WHAT YOU ARE ASKED TO DO
Please gather every line in the items below that contains the string "sponsor", and copy each one in full. Case counts, so a line qualifies only if its capitalization matches.

[start of AVAILABLE DATA]

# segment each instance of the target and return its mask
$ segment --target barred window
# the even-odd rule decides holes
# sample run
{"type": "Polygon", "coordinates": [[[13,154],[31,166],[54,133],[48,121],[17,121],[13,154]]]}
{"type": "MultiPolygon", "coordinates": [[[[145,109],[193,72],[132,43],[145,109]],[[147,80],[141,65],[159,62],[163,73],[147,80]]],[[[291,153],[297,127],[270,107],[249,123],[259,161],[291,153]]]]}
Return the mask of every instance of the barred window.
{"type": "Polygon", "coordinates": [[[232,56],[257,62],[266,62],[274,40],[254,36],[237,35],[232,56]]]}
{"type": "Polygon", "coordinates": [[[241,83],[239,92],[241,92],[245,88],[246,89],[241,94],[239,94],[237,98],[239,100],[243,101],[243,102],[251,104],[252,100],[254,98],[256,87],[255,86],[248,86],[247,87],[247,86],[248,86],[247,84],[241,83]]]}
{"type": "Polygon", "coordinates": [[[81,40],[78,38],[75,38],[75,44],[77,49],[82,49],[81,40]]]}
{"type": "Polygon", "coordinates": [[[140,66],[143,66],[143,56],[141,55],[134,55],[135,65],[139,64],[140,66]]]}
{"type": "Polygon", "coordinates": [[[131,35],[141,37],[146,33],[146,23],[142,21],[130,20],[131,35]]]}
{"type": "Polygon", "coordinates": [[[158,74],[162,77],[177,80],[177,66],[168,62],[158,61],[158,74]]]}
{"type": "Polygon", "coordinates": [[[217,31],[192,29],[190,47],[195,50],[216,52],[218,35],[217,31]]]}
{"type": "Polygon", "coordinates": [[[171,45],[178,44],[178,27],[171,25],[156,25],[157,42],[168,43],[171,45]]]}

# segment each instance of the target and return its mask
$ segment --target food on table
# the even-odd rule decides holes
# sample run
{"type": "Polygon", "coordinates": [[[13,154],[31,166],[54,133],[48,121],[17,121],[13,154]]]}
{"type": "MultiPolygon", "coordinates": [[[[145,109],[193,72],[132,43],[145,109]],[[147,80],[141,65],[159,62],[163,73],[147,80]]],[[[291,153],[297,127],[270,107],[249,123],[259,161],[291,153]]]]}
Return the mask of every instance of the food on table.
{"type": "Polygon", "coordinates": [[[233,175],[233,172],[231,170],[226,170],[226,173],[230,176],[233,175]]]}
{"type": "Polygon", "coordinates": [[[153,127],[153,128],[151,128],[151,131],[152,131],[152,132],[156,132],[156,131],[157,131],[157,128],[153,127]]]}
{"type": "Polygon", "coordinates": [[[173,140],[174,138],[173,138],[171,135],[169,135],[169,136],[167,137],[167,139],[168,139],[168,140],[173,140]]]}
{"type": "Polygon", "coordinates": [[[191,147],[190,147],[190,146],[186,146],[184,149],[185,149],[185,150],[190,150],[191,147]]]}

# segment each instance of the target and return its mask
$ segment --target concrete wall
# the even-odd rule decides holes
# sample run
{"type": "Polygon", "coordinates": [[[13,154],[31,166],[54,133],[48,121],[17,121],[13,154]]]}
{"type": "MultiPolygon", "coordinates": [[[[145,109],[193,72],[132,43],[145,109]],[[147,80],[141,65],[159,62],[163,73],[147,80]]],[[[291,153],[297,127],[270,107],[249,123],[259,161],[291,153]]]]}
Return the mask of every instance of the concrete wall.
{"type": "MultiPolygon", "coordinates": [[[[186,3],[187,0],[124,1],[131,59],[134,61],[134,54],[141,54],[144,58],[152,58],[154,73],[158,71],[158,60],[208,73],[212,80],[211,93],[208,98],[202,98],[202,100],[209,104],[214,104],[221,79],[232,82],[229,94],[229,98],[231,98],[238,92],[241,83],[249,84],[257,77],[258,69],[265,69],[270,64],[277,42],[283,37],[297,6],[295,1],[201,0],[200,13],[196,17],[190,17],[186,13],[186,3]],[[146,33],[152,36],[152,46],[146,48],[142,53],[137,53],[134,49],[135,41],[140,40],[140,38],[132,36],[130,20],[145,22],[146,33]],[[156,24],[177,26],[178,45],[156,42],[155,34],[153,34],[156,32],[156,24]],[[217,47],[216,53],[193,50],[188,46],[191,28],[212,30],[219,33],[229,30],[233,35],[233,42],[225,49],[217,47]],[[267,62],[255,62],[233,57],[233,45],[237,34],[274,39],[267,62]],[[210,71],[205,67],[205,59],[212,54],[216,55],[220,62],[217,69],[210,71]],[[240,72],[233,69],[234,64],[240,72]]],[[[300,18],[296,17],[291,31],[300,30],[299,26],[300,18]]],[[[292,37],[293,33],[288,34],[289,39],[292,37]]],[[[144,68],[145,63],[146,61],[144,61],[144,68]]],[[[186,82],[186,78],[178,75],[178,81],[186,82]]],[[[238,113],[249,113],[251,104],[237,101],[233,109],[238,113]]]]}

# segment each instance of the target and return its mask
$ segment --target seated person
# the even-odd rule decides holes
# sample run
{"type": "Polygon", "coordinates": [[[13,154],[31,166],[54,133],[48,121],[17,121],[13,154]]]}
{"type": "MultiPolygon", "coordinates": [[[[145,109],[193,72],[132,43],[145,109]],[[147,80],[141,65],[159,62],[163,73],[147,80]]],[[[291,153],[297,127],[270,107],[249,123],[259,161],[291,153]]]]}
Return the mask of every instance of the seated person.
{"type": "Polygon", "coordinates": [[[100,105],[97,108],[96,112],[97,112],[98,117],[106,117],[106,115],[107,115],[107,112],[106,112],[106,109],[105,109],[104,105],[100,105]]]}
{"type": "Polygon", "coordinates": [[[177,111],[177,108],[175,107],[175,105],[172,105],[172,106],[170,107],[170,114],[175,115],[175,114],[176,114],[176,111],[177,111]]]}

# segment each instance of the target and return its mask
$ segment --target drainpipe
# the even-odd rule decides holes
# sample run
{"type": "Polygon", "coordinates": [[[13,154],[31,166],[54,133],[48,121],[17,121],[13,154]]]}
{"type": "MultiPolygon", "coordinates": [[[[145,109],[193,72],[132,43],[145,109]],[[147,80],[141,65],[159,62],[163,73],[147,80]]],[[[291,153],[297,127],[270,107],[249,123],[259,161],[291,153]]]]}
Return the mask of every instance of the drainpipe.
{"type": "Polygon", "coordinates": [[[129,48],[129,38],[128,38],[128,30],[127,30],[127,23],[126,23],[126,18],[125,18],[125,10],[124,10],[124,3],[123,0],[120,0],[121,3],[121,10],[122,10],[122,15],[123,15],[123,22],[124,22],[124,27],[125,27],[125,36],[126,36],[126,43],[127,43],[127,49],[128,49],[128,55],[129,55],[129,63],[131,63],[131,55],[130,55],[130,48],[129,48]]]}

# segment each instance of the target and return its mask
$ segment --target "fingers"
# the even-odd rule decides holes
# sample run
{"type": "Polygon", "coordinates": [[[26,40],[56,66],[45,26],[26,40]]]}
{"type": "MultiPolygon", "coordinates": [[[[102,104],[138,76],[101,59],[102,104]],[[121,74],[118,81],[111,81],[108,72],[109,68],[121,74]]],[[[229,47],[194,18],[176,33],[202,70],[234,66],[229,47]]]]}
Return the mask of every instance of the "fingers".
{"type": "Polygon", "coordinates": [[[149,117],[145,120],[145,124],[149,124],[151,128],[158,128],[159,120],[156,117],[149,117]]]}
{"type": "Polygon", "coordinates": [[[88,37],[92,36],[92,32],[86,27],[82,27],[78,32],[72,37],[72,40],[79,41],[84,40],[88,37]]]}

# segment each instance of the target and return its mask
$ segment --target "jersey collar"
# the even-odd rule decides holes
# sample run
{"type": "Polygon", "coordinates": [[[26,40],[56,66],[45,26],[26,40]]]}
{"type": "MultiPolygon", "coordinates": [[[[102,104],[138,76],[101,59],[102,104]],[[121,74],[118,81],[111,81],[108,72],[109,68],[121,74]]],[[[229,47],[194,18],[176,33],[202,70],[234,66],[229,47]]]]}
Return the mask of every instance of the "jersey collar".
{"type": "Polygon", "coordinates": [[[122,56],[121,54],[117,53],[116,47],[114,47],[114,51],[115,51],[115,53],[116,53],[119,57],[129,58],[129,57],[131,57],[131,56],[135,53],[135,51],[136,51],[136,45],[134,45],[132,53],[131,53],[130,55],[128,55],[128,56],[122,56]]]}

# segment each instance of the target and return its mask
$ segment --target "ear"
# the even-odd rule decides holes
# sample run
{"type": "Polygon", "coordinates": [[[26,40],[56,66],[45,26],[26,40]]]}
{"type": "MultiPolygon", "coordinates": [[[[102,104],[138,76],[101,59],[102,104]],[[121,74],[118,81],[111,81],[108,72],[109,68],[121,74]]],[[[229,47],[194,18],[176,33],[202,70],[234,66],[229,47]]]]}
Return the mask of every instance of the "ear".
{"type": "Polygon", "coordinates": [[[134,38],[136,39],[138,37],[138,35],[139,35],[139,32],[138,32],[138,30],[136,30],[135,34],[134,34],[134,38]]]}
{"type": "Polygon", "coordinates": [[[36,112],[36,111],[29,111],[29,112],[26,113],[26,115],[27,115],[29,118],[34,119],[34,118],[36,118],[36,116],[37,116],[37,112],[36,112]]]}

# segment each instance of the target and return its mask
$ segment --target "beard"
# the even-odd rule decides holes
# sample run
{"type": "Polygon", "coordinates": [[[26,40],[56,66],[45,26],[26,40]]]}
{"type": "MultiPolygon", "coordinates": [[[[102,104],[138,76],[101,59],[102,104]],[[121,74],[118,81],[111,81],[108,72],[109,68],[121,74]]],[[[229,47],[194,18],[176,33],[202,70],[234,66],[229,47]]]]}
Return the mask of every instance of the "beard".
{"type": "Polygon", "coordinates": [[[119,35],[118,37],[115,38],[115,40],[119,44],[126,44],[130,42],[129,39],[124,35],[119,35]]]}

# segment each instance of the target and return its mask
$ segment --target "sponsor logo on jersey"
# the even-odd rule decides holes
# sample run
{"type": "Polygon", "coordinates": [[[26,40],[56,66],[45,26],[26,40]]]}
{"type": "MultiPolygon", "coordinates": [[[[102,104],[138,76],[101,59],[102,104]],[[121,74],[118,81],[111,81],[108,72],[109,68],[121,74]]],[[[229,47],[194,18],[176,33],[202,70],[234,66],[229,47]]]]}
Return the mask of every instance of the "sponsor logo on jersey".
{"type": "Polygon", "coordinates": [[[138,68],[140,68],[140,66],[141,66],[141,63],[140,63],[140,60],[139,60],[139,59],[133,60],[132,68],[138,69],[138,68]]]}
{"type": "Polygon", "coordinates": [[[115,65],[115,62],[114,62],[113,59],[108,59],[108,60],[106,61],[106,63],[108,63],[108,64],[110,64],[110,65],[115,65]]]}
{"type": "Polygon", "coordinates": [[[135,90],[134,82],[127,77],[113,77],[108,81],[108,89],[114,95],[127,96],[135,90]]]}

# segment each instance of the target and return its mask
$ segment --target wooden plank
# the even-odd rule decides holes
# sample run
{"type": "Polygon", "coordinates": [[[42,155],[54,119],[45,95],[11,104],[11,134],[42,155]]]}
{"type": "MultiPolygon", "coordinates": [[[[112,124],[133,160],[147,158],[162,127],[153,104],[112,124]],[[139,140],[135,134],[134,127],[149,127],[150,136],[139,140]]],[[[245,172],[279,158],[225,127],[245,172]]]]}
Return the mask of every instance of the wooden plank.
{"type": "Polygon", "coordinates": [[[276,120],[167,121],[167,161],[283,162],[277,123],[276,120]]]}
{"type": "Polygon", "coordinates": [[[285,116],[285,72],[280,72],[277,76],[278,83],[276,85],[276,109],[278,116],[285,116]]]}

[end of AVAILABLE DATA]

RESULT OF THIS TASK
$ segment --target "sponsor logo on jersey"
Return the mask of every instance of the "sponsor logo on jersey".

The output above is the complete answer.